# Assignment
Every line from the one with "-- sample [5,71]." through the end of the entries below must be retyped exactly, and only those lines. The pictures are not part of the copy.

[Raw data]

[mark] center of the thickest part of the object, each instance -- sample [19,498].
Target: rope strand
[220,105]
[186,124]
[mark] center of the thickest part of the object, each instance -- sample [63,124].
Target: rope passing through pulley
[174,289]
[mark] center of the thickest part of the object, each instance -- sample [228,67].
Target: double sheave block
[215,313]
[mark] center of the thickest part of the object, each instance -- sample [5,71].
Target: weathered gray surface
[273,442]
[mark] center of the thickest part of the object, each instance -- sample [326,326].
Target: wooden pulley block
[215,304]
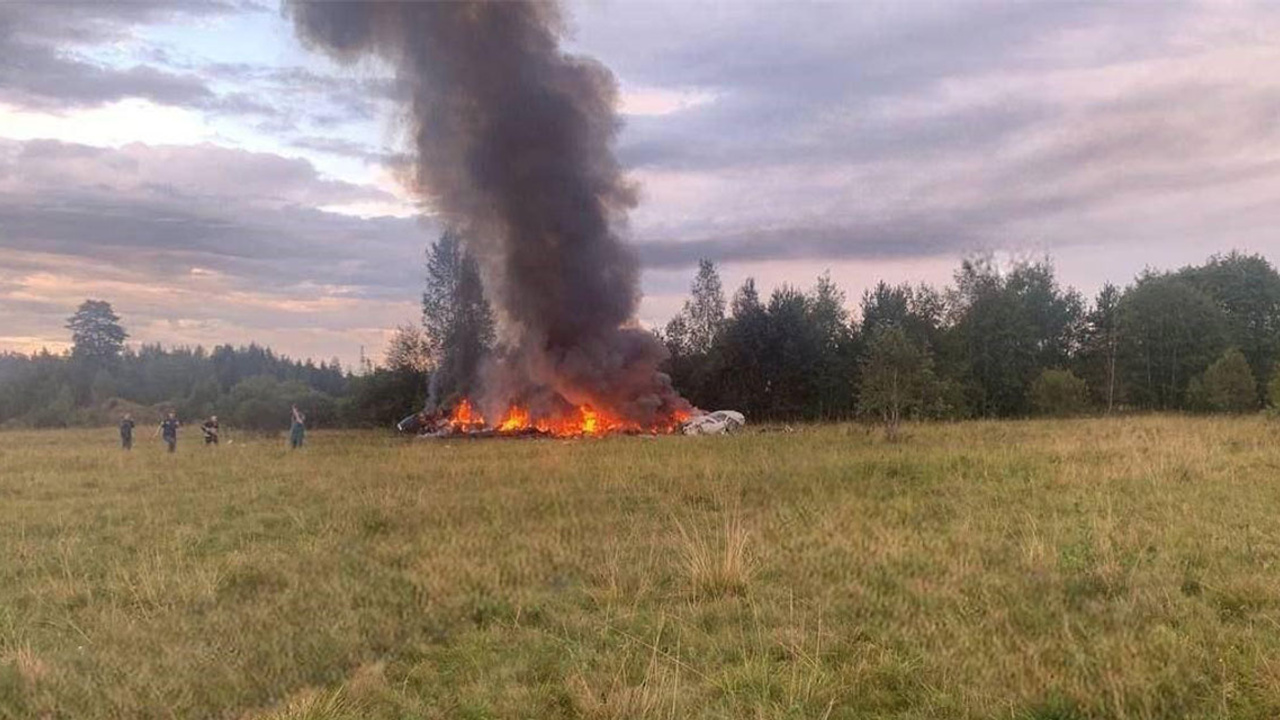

[/Raw data]

# Written answer
[mark] center of the thickest part of the object, each instance -- sample [5,71].
Target: weathered gray surface
[273,442]
[mark] center of the thickest part of the object, each instance -- sample [326,326].
Target: wooden pulley block
[215,304]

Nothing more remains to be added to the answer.